The big deal with Gödel's Second Incompleteness theorem is that the only formal systems which can "prove" their own consistency via encoding in Peano Arithmetic (or an equivalent system) — and which is also able to prove that addition and multiplication are total functions — are in fact inconsistent. Even if we knew from first principles that we could not rely on internally proven consistency claims, there is the ironic twist that such "proofs of consistency" are in fact proofs for precisely the opposite.

What this really means is that consistency is a bit of a chimeral property of a formal system to have. We are denied even the conceit of self-verifiability in totalizing formal systems. You can of course prove that a formal system S is consistent in another formal system M — but then why should you accept that M is consistent? Proving it so in another system M' is just pushing the problem away a further step. The consequence is that consistency of a formal system is an unavoidably negative property: a failure to be able to exhibit a contradiction, in which case you can never be sure if it is really consistent, or if you just haven't realized how to produce a contradiction in the system.

In the end, Gödel's Second Incompleteness theorem says that unless (like Gödel himself) you believe that humans somehow have a sort of occult-ish access to timeless Platonic truth, mathematics is subject to the same epistemological limitations as the natural sciences, in which formal systems play the role of theories and the discovery of inconsistencies play the role of falsification.

Answer 2

The other answers miss something important. The real impact of the Second Theorem isn't in the limitations it places on a theory's proving its own consistency. The key point is this. If a nice arithmetical theory T can't even prove itself to be consistent, it certainly can't prove the consistency of a richer theory T+ which extends T (since proving the richer theory is consistent, proves a cut-down part of it is consistent). Hence the fact that an arithmetic theory like PA can't prove its own consistency means we can't use 'safe' reasoning of the kind we can encode in ordinary arithmetic to prove that other more 'risky' mathematical theories are in good shape.

For example, we can't use unproblematic arithmetical reasoning to convince ourselves of the consistency of set theory (with its postulation of a universe of wildly infinite sets).

And that is a very interesting result, for it seems to sabotage what is called Hilbert's Programme, which is precisely the project of trying to defend the wilder reaches of infinitistic mathematics by giving consistency proofs which use only 'safe' methods. (For a great deal more about this, see my Gödel book!)

Problems to solve:
1. List every symbol of one letter (counting any attached mark) that the thread on Gödel's Second Incompleteness theorem uses to name a formal system or theory.
2. Extend the thread on Gödel's Second Incompleteness theorem with new text that follows on from its last sentence.

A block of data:
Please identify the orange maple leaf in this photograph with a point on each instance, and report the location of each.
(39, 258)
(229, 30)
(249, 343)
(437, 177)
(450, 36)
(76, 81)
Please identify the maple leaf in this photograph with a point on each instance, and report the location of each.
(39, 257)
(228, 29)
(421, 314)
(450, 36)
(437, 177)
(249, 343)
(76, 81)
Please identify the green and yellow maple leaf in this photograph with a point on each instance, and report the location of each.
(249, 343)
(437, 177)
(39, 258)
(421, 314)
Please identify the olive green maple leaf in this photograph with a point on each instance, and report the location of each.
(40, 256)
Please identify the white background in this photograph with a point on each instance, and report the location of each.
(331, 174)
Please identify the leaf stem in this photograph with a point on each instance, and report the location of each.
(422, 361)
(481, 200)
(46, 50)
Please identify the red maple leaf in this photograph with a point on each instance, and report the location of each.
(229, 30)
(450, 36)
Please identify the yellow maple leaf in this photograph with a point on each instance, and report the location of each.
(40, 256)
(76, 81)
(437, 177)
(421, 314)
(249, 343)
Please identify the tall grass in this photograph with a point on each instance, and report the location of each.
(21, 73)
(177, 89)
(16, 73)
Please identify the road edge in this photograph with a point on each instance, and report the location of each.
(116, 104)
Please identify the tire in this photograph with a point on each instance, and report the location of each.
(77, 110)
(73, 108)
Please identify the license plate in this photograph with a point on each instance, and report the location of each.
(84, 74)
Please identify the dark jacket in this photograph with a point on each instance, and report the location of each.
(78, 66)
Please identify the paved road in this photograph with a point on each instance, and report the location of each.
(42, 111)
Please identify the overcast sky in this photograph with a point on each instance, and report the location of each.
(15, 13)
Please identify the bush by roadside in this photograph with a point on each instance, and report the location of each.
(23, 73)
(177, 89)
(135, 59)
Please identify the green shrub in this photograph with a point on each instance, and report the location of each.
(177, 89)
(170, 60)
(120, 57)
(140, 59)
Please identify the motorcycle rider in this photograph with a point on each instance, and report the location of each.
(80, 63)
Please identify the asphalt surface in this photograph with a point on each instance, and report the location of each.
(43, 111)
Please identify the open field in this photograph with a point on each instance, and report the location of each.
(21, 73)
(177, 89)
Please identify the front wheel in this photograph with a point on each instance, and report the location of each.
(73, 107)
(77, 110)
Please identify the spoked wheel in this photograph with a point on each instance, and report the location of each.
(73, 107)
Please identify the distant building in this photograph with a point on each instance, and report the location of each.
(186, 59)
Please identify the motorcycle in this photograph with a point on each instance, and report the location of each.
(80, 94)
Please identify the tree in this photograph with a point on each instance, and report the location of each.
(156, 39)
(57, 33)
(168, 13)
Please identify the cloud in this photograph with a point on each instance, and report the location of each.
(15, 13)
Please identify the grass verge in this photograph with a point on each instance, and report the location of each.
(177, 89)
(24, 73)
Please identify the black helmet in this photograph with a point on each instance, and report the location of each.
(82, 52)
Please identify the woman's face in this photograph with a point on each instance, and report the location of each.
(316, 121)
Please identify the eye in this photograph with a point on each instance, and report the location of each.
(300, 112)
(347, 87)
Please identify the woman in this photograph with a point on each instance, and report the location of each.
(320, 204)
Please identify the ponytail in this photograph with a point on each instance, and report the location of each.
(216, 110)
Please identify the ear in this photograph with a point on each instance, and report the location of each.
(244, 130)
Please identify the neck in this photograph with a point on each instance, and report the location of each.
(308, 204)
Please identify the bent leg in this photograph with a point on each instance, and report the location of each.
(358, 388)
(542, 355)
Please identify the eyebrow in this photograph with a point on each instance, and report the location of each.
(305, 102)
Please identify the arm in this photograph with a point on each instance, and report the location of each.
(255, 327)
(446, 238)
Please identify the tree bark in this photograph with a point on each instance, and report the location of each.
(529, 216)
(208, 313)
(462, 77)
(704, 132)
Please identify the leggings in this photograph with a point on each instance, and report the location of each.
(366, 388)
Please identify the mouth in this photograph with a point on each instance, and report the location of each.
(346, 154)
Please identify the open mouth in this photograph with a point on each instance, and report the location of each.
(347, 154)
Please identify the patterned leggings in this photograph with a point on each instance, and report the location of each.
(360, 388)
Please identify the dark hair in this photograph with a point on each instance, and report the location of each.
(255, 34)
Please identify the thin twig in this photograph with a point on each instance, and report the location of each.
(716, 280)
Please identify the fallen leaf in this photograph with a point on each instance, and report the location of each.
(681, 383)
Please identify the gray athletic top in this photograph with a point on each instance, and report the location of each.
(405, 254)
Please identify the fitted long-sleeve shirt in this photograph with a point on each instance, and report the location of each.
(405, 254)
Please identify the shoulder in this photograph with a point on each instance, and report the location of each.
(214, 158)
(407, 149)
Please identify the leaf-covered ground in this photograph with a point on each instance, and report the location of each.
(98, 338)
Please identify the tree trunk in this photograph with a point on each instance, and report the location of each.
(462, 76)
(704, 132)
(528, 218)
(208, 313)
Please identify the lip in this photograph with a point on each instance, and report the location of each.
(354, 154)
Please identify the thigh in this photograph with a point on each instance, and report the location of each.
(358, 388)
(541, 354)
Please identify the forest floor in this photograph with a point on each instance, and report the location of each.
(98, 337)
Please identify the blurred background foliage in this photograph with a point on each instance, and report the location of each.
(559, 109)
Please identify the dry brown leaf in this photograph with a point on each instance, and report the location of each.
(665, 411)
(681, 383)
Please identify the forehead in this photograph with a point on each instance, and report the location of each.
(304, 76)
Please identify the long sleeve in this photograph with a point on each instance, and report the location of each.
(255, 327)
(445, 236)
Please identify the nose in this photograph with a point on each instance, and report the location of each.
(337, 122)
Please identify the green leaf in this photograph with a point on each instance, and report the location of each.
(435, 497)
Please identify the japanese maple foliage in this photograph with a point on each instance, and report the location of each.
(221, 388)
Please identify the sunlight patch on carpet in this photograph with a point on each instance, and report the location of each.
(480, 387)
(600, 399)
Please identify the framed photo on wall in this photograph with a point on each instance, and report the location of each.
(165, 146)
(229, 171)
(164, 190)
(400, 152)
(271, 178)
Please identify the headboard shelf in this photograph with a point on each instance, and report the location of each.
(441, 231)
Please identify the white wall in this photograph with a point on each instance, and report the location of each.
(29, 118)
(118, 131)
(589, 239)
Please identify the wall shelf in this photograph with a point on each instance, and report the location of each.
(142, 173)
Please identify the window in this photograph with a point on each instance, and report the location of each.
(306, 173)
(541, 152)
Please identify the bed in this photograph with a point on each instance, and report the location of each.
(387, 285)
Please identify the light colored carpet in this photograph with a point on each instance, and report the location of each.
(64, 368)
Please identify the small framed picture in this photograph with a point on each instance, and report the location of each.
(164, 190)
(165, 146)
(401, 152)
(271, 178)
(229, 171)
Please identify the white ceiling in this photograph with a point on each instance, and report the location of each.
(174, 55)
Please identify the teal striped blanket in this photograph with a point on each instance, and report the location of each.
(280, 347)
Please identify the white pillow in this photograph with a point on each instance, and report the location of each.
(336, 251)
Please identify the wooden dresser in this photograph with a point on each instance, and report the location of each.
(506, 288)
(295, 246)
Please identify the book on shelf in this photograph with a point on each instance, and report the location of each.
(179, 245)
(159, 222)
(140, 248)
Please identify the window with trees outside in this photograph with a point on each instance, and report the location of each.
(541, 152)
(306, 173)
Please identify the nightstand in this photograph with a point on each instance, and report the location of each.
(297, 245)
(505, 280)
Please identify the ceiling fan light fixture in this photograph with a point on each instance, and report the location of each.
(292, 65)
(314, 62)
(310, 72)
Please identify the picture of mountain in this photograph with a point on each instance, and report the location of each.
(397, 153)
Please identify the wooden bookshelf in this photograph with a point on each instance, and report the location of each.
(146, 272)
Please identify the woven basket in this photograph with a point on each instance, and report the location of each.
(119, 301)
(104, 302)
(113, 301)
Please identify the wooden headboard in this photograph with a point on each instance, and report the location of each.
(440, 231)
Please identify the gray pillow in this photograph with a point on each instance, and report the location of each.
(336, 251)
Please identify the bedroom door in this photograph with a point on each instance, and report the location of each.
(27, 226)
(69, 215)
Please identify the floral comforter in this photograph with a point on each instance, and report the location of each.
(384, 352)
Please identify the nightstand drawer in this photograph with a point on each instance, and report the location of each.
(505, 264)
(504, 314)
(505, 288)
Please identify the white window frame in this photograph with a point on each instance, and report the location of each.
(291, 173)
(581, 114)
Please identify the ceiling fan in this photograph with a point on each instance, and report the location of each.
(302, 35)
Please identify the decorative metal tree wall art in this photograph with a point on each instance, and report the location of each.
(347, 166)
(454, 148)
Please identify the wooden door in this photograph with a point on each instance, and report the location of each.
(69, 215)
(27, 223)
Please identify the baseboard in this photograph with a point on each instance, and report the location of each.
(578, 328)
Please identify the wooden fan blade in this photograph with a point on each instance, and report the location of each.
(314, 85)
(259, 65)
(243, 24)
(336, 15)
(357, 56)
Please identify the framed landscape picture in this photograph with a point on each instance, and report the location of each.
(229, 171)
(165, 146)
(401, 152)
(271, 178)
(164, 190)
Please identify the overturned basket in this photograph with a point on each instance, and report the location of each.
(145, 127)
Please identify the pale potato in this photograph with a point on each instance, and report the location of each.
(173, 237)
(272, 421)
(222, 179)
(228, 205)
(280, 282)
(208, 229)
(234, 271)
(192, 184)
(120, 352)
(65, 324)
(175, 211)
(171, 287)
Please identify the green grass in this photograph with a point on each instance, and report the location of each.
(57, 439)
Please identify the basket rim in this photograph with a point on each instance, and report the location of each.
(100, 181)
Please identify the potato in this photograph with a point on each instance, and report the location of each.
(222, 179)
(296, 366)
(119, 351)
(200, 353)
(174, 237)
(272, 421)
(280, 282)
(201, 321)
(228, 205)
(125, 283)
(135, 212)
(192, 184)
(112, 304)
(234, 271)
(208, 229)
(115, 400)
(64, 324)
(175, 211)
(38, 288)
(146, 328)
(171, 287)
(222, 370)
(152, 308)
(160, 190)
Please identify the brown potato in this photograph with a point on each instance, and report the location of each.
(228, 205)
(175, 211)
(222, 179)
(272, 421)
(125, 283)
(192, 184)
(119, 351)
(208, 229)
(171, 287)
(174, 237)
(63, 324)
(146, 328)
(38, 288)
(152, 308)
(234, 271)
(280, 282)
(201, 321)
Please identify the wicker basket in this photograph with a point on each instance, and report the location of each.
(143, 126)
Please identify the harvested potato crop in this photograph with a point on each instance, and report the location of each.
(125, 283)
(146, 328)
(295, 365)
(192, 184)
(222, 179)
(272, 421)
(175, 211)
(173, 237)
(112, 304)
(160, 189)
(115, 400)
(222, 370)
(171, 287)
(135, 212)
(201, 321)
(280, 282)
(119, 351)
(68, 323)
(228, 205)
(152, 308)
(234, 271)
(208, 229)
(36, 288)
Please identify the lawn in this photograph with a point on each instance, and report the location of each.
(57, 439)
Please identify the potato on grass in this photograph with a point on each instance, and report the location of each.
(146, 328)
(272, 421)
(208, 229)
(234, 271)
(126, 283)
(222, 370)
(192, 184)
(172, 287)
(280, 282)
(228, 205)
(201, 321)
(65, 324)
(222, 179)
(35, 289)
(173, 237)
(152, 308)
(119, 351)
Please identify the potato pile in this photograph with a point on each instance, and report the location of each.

Response list:
1. S, M, M', T, T+

2.
Answer 3

An additional gloss to Peter Smiths answer that a weaker system cannot prove a stronger system consistency, is that a system incomparable to another may prove it consistent.

For example, in Gentzen's proof of the consistency of PA (Peano Arithmatic) he uses PRA (Primitive Recursive Arithmatic) and quantifier free transinfinite induction. It is not stronger than first order arithmetic (it can't prove induction), nor is it weaker (it can prove consistency of PA which PA can't).

I know that after learning about Gödel's incompleteness theorem, it came as a surprise to me that there could be a proof of PA's consistency.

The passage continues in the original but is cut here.